==== Text extract ====

John McWhorter, The Week, December 20, 2015

English speakers know that their language is odd. So do nonspeakers saddled with learning it. The oddity that we all perceive most readily is its spelling, which is indeed a nightmare. In countries where English isn’t spoken, there is no such thing as a spelling bee. For a normal language, spelling at least pretends a basic correspondence to the way people pronounce the words. But English is not normal.

Even in its spoken form, English is weird. It’s weird in ways that are easy to miss, especially since Anglophones in the United States and Britain are not exactly rabid to learn other languages. Our monolingual tendency leaves us like the proverbial fish not knowing that it is wet. Our language feels “normal” only until you get a sense of what normal really is.

There is no other language, for example, that is close enough to English that we can get about half of what people are saying without training and the rest with only modest effort. German and Dutch are like that, as are Spanish and Portuguese, or Thai and Lao. The closest an Anglophone can get is with the obscure Northern European language called Frisian. If you know that tsiis is cheese and Frysk is Frisian, then it isn’t hard to figure out what this means: Brea, bûter, en griene tsiis is goed Ingelsk en goed Frysk. But that sentence is a cooked one, and overall, we tend to find Frisian more like German, which it is.

We think it’s a nuisance that so many European languages assign gender to nouns for no reason, with French having female moons and male boats and such. But actually, it’s we who are odd: Almost all European languages belong to one family–Indo-European–and of all of them, English is the only one that doesn’t assign genders.

More weirdness? OK. There is exactly one language on Earth whose present tense requires a special ending only in the third-person singular. I’m writing in it. I talk, you talk, he/she talks–why? The present-tense verbs of a normal language have either no endings or a bunch of different ones (Spanish: hablo, hablas, habla). And try naming another language where you have to slip do into sentences to negate or question something. Do you find that difficult?

Why is our language so eccentric? Just what is this thing we’re speaking, and what happened to make it this way?

====

◆ **To do**:
• 1. Rewrite the part of the text on English's oddity from "Even in its" up to and including "normal really is.", replacing "monolingual tendency" with "single-language habit".
• 2. According to the text on English's oddity, which language is the closest an Anglophone can get to English?

==== Dataset records ====

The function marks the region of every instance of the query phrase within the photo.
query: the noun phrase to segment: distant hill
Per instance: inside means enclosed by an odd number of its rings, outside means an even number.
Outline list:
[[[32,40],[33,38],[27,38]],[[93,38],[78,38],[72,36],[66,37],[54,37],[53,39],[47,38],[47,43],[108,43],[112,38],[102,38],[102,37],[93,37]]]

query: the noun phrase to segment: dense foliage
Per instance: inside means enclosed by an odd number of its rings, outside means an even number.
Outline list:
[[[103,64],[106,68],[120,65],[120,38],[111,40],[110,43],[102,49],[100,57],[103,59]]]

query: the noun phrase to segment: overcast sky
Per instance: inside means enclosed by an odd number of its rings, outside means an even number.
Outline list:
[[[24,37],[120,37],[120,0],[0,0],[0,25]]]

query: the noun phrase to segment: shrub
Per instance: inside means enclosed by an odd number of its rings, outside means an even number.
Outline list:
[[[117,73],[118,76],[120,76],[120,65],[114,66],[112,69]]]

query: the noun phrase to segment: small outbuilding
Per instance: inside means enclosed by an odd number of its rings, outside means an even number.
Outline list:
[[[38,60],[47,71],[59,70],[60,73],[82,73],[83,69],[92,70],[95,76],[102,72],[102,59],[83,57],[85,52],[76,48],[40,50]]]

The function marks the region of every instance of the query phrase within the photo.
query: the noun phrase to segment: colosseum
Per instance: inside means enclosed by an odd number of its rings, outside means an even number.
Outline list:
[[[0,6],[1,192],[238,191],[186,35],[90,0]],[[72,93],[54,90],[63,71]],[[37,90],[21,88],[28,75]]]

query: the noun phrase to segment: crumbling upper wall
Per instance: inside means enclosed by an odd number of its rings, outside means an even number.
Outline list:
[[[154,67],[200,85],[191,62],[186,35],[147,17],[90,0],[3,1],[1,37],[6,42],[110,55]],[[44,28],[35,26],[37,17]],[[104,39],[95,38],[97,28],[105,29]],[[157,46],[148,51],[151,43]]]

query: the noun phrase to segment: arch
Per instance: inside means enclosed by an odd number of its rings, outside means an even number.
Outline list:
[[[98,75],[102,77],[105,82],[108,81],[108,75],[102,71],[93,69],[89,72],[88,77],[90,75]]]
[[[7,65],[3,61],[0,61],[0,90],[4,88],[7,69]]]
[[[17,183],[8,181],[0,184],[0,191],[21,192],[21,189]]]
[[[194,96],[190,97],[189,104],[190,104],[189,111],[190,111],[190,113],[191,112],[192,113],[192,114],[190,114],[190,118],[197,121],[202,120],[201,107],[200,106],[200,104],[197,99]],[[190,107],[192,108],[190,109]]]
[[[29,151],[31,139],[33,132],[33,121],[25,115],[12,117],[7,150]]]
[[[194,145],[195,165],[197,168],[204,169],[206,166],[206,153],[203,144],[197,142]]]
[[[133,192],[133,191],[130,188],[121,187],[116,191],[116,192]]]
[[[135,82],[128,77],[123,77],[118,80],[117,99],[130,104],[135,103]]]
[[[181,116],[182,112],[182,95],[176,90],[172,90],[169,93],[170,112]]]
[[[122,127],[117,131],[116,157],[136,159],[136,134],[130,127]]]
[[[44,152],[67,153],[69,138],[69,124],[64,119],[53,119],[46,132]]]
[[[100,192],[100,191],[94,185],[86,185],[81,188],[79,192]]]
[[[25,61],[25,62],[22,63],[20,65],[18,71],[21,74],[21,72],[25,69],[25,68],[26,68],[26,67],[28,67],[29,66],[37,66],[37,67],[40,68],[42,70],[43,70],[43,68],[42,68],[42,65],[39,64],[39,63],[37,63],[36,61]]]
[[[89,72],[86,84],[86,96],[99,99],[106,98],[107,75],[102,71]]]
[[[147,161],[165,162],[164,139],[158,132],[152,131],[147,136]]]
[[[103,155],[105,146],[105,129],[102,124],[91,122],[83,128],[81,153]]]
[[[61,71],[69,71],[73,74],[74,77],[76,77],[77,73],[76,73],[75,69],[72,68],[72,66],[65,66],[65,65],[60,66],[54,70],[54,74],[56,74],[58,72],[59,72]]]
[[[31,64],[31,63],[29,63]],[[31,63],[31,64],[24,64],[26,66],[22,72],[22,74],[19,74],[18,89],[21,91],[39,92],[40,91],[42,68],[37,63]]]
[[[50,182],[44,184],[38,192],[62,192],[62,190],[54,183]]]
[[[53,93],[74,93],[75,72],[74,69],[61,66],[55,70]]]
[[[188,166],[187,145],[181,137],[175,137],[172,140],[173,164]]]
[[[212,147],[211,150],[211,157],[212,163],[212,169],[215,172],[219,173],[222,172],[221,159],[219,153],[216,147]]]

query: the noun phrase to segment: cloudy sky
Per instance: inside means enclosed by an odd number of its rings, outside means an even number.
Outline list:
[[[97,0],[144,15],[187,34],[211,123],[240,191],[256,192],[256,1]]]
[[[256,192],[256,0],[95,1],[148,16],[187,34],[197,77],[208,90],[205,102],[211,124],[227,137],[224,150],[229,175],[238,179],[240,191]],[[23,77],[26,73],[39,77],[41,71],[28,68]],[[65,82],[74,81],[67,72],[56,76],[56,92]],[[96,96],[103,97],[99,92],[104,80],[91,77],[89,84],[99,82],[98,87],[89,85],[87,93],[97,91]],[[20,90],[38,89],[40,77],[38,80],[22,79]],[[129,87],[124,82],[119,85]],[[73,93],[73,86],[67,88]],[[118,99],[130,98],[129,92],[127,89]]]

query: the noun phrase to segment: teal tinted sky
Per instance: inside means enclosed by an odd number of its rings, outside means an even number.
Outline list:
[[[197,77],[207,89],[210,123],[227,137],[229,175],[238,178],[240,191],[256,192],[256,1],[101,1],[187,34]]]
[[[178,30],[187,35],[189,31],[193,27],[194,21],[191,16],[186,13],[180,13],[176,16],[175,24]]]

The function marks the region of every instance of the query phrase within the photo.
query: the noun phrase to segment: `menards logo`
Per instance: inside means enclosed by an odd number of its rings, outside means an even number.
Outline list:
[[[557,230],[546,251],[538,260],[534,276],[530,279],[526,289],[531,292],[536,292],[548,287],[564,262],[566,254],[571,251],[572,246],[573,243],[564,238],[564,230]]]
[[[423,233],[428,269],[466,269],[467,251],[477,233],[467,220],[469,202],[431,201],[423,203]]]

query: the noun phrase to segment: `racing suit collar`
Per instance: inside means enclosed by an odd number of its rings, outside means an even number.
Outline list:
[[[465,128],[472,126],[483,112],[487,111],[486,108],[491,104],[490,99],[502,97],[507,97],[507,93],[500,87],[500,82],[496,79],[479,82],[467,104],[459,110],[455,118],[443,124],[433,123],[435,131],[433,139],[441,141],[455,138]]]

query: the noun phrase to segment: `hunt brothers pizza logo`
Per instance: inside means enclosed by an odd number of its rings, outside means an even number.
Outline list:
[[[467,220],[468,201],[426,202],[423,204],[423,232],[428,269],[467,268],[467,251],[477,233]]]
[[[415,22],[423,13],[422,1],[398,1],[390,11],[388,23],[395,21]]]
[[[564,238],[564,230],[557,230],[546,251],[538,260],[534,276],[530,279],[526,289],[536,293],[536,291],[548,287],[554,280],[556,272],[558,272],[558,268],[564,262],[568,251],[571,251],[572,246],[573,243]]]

====

◆ **Answers by task**:
• 1.
Even in its spoken form, English is weird. It’s weird in ways that are easy to miss, especially since Anglophones in the United States and Britain are not exactly rabid to learn other languages. Our single-language habit leaves us like the proverbial fish not knowing that it is wet. Our language feels “normal” only until you get a sense of what normal really is.

• 2. Frisian